-- start of Entries shown --
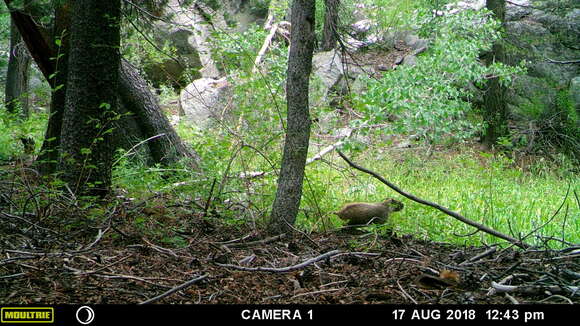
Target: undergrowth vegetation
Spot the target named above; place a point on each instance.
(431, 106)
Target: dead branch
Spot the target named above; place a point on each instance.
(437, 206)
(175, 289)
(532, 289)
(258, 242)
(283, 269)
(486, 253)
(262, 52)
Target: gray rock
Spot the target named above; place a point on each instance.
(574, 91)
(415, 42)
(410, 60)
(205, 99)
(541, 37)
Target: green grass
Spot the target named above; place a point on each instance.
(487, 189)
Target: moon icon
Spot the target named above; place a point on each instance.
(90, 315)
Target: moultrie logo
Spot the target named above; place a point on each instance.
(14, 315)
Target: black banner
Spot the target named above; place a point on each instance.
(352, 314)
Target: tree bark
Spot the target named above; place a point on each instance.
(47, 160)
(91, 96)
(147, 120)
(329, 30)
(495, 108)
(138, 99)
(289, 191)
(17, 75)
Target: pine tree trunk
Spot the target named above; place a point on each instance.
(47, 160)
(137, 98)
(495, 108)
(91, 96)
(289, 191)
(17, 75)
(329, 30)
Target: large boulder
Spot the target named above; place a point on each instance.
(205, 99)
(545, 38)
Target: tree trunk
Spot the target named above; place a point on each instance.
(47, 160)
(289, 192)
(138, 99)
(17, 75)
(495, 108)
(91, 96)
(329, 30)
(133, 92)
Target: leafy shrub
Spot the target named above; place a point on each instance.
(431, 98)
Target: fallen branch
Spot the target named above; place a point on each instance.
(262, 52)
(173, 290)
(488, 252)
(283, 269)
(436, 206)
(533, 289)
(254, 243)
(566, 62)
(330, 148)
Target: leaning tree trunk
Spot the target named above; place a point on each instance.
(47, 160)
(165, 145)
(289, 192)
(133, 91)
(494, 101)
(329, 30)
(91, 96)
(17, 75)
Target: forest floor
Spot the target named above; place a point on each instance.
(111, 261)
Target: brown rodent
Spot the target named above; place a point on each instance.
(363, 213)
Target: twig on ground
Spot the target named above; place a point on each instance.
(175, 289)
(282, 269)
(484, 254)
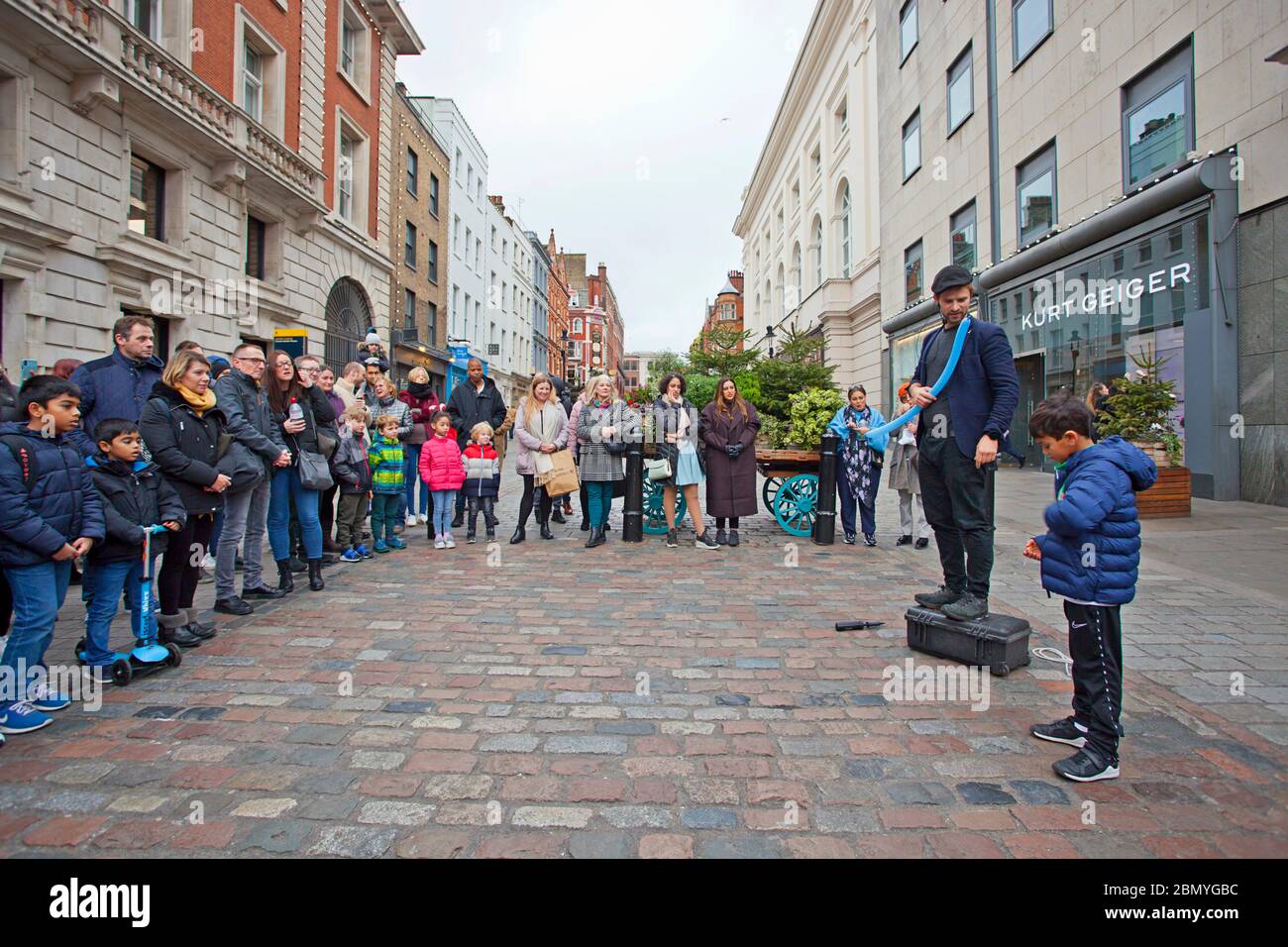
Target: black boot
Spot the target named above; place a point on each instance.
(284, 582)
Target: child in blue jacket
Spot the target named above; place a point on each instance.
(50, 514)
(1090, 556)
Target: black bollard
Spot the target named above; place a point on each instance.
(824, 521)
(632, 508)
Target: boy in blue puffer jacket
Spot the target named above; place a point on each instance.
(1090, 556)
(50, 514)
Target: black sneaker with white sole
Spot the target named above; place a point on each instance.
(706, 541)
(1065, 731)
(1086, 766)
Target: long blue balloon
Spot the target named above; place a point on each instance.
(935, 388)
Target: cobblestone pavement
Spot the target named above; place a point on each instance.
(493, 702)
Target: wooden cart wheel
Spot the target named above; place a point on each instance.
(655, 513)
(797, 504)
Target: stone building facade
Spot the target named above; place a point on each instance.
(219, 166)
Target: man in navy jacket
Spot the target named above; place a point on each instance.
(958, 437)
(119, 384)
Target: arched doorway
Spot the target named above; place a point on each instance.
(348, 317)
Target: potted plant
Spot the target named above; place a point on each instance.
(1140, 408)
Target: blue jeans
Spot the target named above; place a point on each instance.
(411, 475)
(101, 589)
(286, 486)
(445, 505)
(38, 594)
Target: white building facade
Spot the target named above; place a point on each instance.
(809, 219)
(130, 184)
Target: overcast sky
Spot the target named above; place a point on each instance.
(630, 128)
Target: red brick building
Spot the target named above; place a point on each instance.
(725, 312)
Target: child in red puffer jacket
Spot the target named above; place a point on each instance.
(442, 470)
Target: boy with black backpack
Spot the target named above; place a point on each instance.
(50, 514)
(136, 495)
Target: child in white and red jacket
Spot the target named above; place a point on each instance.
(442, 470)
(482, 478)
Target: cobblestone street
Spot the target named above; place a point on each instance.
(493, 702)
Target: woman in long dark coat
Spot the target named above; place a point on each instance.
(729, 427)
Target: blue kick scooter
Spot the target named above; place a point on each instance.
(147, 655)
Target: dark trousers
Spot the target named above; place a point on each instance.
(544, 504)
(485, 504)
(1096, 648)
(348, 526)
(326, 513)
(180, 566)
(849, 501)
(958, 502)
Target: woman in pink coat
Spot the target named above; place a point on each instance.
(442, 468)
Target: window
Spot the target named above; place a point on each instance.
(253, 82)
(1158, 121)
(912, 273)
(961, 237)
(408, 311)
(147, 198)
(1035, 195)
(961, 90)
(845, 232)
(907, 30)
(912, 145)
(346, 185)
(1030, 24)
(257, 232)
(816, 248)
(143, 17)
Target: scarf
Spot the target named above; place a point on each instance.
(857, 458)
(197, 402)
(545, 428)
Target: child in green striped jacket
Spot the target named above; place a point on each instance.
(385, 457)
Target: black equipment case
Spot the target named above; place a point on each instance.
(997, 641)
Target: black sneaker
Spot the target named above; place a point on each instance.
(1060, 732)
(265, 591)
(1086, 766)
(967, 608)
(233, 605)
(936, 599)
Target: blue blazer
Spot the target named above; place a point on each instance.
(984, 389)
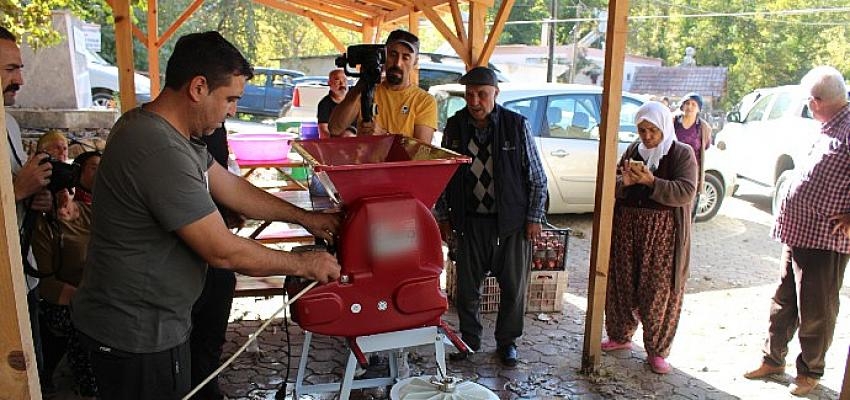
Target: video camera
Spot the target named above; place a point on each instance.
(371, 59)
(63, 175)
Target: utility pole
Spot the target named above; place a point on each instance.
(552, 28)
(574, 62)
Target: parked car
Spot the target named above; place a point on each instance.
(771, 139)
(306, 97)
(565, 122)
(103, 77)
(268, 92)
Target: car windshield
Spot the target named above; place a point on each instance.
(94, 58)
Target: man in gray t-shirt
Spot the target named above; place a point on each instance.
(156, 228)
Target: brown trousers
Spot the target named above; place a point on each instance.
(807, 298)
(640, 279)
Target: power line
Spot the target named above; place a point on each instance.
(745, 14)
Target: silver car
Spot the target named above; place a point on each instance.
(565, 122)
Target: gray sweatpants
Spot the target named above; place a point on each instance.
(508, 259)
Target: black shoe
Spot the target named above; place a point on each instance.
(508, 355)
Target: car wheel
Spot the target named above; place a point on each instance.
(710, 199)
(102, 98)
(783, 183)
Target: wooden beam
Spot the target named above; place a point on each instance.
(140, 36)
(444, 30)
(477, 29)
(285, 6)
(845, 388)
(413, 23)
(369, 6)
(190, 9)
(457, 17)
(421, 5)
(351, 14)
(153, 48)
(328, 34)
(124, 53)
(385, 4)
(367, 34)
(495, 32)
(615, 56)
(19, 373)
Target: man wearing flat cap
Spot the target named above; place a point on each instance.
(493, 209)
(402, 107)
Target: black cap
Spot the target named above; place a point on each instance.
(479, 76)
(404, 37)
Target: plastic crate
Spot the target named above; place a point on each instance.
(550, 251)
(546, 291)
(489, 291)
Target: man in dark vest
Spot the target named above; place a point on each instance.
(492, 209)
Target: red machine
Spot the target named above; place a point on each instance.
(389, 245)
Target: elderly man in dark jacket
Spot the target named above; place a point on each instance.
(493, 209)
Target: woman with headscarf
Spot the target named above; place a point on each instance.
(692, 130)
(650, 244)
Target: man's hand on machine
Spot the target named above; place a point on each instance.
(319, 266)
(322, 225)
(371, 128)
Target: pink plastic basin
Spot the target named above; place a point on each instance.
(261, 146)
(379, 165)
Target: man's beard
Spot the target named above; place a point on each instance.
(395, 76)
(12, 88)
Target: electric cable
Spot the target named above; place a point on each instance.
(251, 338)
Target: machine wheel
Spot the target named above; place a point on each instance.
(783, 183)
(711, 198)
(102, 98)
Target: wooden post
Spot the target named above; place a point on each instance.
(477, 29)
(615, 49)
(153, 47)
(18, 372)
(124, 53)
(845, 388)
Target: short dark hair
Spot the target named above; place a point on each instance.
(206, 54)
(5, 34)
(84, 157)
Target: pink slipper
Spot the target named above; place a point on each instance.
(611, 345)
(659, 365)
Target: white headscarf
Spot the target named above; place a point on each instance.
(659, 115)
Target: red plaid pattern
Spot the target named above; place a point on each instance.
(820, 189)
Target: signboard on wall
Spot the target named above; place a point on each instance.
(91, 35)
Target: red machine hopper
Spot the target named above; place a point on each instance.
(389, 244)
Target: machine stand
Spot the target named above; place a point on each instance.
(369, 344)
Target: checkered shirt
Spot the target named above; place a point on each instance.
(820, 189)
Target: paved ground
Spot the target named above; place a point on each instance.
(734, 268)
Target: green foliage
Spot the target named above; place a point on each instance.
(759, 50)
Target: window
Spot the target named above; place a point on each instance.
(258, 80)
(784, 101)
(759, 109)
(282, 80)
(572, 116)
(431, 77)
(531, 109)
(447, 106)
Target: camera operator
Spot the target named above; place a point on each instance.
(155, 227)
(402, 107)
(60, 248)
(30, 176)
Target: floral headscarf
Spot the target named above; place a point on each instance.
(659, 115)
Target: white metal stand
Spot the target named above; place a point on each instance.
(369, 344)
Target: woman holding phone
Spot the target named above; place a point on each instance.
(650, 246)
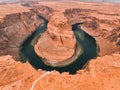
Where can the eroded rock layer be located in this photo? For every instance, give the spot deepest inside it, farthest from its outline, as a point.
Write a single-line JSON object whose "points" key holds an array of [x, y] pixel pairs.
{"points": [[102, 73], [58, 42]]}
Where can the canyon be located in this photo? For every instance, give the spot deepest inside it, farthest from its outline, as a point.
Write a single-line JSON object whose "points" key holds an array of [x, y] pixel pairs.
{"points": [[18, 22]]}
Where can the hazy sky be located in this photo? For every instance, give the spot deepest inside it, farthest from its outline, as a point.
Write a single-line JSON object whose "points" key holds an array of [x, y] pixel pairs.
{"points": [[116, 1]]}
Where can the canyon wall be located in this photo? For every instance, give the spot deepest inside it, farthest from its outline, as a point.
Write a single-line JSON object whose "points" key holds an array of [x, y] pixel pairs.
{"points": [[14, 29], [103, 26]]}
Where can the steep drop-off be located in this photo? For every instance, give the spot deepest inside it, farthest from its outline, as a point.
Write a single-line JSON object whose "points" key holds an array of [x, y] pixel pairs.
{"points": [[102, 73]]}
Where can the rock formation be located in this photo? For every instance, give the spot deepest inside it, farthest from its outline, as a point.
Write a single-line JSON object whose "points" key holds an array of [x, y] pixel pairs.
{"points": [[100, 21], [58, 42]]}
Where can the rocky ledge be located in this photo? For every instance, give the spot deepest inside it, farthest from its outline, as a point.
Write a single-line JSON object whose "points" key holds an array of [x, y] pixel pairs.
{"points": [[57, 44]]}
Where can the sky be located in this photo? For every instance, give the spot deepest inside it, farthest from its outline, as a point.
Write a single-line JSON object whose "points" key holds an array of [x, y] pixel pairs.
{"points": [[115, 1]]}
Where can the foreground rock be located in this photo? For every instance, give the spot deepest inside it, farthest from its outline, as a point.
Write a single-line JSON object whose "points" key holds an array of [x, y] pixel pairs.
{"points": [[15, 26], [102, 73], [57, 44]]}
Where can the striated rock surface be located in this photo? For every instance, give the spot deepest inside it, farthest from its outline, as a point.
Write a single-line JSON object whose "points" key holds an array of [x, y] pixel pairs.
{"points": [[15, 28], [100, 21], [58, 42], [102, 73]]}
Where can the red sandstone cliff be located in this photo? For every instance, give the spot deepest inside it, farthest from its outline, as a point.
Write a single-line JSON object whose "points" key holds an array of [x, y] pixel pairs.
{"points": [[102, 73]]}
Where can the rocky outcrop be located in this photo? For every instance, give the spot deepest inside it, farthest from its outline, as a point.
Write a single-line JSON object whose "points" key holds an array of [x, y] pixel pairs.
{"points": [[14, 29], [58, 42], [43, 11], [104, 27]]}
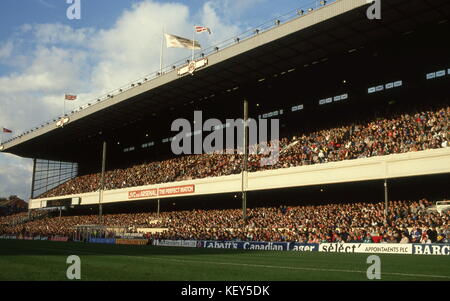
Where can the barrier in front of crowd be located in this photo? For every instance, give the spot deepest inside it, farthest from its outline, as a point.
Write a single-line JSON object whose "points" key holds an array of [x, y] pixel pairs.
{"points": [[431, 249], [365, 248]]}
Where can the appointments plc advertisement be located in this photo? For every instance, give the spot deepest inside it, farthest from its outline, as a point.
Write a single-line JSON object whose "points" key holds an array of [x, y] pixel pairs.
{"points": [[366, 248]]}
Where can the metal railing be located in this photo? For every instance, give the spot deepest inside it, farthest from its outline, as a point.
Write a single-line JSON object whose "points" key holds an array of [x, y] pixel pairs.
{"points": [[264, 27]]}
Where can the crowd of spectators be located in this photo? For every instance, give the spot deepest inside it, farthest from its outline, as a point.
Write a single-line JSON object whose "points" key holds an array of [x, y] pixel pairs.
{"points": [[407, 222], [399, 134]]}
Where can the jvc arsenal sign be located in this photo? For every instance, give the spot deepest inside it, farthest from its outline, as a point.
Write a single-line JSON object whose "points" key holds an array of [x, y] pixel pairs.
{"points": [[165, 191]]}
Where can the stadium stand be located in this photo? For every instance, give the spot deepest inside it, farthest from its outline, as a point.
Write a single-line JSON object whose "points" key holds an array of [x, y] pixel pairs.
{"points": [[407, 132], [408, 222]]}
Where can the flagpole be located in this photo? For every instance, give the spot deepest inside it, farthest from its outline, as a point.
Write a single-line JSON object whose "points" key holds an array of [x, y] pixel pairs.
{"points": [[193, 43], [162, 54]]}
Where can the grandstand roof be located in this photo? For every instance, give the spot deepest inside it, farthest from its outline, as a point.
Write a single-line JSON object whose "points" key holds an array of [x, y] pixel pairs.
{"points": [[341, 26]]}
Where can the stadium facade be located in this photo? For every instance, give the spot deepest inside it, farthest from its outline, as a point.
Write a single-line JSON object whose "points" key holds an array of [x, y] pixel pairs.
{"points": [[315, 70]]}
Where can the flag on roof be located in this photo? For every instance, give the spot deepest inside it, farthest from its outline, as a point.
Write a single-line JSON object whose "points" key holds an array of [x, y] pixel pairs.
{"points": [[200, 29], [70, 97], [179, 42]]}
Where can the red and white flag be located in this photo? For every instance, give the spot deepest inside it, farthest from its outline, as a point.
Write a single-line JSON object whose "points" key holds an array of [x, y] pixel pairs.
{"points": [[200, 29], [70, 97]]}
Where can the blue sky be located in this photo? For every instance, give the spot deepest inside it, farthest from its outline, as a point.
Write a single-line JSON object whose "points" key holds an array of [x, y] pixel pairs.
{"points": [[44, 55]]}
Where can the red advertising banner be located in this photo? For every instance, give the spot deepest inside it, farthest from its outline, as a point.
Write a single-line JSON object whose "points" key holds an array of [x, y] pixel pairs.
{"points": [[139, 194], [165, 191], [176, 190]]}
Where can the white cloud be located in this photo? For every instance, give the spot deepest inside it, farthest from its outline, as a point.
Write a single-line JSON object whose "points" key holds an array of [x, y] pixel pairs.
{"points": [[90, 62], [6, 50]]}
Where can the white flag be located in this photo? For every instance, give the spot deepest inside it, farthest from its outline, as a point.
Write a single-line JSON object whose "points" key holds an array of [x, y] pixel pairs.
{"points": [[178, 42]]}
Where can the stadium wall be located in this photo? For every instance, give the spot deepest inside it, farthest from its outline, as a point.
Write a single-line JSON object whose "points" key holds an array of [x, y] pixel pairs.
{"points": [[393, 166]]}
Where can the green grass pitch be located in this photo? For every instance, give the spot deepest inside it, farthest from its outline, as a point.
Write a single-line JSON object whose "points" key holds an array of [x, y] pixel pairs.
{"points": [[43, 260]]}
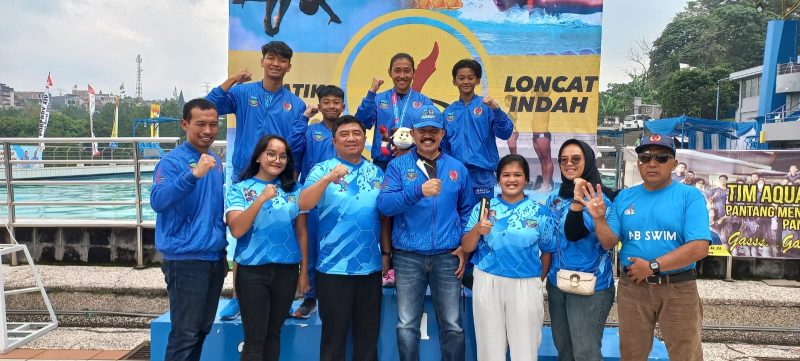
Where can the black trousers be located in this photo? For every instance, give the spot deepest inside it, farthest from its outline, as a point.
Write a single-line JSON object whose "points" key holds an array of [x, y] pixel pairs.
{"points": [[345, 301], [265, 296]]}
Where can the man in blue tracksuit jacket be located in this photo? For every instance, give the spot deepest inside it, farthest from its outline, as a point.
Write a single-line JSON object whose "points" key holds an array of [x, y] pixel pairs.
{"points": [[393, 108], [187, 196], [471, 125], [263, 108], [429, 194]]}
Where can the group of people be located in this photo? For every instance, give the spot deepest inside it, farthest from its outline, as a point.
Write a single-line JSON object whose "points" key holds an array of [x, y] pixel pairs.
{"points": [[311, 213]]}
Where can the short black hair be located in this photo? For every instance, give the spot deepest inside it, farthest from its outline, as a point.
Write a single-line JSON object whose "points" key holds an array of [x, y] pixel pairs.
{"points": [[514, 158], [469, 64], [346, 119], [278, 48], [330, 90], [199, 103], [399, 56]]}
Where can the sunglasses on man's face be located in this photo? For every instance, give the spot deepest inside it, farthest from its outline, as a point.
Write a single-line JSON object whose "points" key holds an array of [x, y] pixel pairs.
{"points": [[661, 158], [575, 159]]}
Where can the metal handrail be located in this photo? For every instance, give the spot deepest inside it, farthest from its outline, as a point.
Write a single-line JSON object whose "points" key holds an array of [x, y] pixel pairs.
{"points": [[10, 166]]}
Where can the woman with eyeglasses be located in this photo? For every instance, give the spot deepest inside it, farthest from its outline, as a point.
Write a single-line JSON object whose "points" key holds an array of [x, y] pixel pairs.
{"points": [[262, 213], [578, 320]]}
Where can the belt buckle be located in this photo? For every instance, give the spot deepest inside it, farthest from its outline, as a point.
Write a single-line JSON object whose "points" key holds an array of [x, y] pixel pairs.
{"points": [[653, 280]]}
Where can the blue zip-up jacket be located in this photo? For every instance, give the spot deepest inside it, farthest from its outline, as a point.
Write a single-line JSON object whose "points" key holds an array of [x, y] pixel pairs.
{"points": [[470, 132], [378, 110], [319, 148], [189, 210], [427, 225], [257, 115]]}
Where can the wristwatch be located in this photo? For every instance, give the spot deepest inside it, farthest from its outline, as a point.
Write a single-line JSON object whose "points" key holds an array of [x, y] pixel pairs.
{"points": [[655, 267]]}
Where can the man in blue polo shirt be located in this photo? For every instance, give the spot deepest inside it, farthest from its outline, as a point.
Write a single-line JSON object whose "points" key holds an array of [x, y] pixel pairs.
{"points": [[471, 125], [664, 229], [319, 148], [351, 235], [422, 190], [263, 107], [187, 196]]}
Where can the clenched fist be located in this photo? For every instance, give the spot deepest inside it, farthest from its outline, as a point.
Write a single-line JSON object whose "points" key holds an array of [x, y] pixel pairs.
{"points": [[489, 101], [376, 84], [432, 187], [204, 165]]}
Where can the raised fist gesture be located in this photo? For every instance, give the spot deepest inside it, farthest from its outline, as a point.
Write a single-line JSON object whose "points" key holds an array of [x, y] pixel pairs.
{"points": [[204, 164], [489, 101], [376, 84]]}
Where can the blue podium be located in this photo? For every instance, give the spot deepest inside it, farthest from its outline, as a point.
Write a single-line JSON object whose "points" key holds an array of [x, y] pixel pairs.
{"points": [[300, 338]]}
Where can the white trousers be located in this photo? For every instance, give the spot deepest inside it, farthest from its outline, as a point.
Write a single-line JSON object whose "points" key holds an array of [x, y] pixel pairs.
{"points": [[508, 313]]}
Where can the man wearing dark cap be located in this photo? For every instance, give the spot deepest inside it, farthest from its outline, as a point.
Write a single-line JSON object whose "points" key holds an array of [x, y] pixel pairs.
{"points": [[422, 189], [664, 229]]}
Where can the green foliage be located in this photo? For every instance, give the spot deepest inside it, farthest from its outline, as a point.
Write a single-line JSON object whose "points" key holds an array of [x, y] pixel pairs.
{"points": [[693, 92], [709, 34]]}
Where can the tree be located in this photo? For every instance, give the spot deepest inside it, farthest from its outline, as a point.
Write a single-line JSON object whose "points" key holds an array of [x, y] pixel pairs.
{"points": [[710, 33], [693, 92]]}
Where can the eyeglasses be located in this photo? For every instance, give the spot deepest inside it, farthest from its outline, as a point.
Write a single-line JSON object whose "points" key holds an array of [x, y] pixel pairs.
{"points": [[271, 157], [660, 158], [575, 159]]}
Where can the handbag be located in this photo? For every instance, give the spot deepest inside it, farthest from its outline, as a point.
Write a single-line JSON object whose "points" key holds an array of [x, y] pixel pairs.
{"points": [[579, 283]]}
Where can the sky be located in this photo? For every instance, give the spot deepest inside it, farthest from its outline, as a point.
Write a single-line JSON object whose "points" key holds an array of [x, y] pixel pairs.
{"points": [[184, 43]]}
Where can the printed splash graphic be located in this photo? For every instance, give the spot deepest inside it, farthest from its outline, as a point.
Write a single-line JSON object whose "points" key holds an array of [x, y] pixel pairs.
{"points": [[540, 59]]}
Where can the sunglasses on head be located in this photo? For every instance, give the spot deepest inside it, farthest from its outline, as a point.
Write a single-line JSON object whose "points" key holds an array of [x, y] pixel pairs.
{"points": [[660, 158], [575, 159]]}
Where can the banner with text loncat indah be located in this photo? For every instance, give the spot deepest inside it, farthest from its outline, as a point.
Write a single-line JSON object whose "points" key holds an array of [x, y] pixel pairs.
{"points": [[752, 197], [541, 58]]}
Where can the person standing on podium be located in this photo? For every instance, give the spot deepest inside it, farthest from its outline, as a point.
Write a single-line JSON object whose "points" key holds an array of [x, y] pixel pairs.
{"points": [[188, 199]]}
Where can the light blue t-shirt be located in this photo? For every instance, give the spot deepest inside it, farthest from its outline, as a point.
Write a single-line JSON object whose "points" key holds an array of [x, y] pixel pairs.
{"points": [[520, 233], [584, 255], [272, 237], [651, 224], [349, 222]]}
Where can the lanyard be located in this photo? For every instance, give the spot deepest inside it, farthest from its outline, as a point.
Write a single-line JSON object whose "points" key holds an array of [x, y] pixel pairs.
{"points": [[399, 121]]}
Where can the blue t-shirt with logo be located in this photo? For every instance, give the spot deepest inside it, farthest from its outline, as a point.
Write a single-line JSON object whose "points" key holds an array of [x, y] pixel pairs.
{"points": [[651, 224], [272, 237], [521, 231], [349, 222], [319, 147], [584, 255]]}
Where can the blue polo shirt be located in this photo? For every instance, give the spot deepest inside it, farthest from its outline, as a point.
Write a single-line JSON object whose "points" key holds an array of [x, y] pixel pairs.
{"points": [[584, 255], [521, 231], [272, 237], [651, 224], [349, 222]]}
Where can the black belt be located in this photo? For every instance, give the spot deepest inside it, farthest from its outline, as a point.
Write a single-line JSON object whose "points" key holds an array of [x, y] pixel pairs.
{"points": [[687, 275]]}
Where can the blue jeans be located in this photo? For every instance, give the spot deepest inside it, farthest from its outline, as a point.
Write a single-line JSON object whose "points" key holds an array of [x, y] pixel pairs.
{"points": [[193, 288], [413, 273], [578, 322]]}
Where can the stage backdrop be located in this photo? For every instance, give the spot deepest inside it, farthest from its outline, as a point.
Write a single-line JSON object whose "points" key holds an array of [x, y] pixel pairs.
-- end of Entries shown --
→ **Description of the task**
Starting at the line with "Where can the blue t-shirt" and running through the last of the lines, reproduce those lines with "stage backdrop" replaced by "theater curtain" and everything else unchanged.

→ **Correct answer**
Where can the blue t-shirt with logo be located in this photo? For every instance, give the spot deepest inside it, farthest from its outline, as a point.
Write a single-line JSON object whose "points" key holds an array of [x, y] pixel pairs.
{"points": [[651, 224], [272, 237], [521, 231], [349, 222], [319, 147], [584, 255]]}
Where can the blue polo shirt be located in this photo? For every instance, give the spot deepest inside it, farthest from its outline, as a point.
Write a single-line JSON object whose "points" key holds an array of [x, y] pixel pairs.
{"points": [[584, 255], [521, 231], [272, 237], [651, 224], [349, 222]]}
Where can the black belt be located in this photo? For every instance, give the spot deepest inside it, farthest from its outline, as a point.
Write a single-line JSON object whose "points" key holds an array of [x, y] pixel pairs.
{"points": [[687, 275]]}
Where can the blue jeans be located in this photo? For every instance, give the spot deepest inside it, farthest from its outline, as a point.
Write a single-line JSON object whose "points" key holds an array of [x, y] pixel pairs.
{"points": [[193, 288], [413, 273], [578, 322]]}
Where can the theater curtain be located in this photo? For every instance, give the spot deepest inside it, farthest from its outline, as a point.
Write a single-line JSON object whose "points" key holds an array of [x, y] pixel pairs.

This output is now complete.